§ Exercise details: For this exercise, print only the lines from the one containing "of the clasped" through the end of the material below, exactly as given.

§ Dataset content:

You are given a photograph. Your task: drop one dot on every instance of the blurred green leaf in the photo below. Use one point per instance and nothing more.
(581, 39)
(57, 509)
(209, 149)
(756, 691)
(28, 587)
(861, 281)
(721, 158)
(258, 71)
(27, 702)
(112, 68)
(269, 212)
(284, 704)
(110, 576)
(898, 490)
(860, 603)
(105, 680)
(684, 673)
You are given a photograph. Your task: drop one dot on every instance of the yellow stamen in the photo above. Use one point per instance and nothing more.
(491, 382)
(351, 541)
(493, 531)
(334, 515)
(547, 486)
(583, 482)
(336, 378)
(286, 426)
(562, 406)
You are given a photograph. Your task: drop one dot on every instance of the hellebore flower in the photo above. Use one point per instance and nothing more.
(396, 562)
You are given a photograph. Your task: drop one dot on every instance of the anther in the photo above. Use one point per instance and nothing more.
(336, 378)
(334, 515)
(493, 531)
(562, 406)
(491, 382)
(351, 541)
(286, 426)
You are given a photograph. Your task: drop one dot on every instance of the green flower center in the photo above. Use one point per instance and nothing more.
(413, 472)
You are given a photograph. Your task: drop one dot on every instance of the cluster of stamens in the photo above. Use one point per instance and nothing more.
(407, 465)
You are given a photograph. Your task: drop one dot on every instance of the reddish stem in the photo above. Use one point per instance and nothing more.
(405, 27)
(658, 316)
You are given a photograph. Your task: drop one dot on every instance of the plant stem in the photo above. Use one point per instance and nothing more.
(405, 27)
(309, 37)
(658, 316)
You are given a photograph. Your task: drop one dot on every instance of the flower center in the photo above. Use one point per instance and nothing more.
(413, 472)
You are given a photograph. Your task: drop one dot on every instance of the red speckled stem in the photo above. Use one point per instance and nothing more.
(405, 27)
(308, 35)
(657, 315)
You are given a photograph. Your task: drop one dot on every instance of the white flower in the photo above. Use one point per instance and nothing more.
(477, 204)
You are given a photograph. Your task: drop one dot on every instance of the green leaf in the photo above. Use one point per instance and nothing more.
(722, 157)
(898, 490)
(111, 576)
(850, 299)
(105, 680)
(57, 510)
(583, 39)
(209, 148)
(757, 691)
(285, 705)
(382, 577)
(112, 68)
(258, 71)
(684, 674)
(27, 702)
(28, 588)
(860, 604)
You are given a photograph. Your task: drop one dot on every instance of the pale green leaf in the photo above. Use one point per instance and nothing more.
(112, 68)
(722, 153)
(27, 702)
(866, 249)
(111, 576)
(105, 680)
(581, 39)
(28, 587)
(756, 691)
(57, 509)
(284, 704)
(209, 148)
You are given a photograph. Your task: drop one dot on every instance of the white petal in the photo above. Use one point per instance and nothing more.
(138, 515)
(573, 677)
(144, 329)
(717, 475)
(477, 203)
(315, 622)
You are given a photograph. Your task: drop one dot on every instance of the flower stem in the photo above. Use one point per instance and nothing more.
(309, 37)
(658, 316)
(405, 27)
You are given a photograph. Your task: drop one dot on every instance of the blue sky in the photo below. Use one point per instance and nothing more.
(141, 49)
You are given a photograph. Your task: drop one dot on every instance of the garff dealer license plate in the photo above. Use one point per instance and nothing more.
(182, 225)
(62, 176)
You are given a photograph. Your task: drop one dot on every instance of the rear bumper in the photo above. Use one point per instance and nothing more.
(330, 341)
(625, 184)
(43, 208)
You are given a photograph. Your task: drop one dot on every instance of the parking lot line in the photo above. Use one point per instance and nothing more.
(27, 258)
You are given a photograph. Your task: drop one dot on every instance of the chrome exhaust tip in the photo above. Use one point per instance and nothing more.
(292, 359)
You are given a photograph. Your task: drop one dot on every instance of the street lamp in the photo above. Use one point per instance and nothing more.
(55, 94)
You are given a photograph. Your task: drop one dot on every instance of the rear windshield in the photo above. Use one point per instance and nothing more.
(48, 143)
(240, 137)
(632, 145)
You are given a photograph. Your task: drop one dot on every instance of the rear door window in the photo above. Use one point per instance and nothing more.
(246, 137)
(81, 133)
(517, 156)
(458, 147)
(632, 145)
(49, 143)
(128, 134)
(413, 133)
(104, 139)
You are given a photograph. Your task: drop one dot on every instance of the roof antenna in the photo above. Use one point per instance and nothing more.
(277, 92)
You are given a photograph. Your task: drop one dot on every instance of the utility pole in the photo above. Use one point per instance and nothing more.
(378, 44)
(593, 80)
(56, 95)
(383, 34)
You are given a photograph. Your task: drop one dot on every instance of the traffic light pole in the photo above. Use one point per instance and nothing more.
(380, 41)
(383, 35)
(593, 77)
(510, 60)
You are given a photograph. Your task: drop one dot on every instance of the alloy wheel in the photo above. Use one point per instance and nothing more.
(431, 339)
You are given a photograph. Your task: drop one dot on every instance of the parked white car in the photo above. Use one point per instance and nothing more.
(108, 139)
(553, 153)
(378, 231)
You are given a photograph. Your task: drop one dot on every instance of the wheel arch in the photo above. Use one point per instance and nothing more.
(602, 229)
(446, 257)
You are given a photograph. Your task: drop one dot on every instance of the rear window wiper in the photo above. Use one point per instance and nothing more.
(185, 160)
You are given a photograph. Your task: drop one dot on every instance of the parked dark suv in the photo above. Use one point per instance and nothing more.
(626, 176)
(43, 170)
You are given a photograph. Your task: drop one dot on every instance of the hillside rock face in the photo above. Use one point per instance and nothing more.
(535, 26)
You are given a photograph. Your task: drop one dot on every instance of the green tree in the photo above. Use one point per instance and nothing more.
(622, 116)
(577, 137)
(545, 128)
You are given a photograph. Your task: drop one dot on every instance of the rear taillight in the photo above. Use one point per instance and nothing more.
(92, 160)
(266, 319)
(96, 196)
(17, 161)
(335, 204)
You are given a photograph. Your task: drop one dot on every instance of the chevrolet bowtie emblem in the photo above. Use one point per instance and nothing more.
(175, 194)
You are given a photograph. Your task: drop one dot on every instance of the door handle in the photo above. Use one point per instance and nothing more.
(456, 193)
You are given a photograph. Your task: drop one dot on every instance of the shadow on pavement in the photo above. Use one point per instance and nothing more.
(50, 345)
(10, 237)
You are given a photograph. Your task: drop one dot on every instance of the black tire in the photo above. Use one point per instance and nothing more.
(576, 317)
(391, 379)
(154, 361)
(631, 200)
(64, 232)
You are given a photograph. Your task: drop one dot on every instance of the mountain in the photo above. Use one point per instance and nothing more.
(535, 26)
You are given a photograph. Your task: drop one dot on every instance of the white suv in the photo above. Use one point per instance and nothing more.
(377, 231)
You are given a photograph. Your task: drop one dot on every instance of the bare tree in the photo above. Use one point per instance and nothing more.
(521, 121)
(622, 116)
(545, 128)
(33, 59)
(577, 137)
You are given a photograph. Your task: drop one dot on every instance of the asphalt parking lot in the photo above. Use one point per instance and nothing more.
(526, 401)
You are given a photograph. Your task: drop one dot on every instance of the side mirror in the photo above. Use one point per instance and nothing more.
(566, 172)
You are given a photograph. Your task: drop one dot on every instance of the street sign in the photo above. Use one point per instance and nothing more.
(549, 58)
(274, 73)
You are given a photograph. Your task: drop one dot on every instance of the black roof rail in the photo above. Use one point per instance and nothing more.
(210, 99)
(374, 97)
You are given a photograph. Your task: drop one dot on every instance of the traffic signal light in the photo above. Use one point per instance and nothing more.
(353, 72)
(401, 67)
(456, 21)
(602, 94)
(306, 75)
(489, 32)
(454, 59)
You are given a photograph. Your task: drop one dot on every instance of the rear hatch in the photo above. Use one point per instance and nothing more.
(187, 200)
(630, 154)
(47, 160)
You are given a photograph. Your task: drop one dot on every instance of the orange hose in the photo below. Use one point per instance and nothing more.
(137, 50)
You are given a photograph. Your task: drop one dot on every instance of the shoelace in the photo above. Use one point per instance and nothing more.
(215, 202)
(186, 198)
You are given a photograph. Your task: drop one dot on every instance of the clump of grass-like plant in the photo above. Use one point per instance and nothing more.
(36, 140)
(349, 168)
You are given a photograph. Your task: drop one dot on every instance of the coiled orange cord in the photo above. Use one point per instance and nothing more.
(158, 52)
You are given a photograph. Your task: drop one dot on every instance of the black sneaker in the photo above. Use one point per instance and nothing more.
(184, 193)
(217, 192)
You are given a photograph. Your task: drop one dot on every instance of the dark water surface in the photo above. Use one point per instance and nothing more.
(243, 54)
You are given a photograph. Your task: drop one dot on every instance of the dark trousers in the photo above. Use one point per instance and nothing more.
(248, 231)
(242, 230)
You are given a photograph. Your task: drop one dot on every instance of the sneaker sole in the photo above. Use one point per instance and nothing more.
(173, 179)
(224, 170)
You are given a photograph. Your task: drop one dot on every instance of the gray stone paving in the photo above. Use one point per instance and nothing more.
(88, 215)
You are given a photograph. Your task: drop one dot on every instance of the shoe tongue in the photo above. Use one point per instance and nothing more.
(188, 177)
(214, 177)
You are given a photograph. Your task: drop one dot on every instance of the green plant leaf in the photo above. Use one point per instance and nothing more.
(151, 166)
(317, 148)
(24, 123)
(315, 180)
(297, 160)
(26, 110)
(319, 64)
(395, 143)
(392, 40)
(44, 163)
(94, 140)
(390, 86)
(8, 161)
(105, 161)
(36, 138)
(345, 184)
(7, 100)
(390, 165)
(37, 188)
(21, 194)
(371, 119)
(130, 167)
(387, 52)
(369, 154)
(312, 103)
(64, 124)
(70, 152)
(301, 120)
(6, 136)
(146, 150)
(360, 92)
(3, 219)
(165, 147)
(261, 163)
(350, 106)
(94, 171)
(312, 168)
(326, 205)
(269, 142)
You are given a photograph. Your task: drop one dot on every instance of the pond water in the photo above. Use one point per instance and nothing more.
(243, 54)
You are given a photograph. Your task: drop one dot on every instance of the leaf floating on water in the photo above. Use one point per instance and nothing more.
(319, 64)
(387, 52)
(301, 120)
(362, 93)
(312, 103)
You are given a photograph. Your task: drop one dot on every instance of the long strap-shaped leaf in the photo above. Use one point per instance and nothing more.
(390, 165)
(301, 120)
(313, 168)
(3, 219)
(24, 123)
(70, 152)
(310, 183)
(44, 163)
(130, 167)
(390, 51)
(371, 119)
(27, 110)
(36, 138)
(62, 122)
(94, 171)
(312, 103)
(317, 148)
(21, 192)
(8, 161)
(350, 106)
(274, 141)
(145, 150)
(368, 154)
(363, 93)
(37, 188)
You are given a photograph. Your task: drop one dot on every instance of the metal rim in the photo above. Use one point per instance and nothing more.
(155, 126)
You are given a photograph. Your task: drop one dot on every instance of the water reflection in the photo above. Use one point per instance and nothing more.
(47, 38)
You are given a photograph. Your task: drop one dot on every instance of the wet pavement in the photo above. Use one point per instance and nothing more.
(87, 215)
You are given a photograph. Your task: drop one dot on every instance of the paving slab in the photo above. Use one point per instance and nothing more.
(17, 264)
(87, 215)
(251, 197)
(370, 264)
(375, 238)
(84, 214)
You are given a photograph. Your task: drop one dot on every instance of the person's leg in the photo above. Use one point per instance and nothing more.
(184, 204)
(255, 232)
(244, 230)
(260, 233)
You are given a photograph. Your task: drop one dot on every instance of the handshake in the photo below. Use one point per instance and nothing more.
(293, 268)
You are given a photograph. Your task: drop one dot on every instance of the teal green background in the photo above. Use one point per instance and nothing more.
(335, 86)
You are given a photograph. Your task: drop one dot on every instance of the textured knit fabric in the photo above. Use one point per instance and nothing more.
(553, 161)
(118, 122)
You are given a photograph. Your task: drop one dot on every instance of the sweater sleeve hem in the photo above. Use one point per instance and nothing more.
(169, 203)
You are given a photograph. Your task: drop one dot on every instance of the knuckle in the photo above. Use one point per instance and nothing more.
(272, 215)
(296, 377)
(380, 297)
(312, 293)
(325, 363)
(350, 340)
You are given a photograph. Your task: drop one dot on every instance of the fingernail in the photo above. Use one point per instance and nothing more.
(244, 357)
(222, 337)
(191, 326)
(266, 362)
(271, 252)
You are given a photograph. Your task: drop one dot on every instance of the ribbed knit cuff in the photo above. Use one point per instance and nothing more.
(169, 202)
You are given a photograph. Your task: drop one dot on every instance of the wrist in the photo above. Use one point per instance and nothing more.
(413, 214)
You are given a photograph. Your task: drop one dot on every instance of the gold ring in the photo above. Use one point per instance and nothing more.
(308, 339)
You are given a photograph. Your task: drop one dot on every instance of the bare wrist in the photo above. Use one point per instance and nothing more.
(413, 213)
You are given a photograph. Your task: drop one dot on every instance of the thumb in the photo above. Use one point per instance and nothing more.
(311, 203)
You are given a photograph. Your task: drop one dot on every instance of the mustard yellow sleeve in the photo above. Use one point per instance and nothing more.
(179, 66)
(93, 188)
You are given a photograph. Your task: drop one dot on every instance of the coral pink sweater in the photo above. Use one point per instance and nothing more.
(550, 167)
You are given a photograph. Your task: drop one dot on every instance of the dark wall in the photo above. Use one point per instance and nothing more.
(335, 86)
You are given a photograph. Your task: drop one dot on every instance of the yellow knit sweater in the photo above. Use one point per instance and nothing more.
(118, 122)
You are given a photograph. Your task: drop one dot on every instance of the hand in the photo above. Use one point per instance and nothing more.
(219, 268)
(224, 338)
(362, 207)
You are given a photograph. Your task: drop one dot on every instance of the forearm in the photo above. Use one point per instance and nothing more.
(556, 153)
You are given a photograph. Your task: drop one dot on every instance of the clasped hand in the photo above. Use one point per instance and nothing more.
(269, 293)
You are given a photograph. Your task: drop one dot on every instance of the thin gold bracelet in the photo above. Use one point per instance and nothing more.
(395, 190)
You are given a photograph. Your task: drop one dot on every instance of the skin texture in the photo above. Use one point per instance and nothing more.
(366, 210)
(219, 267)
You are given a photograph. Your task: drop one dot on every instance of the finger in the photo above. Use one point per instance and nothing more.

§ Response to this exercise:
You are given a photograph. Your task: drop one dot on every instance of the clasped hand in the photo above. Use one point per instance and nothing more.
(269, 293)
You are given a photograph. Your task: drop one dot on every instance of the thin gold bracelet in the photo above. Use one point per instance and nothing more.
(395, 190)
You are given a photograph. Your task: drop one dot on every instance of the skin texture in the photo above. Use one point per instance and nothing more.
(366, 210)
(219, 267)
You are given a photograph. Your task: drop one dot on every instance of the finger in the photo above. Use one point per instance and nothing more.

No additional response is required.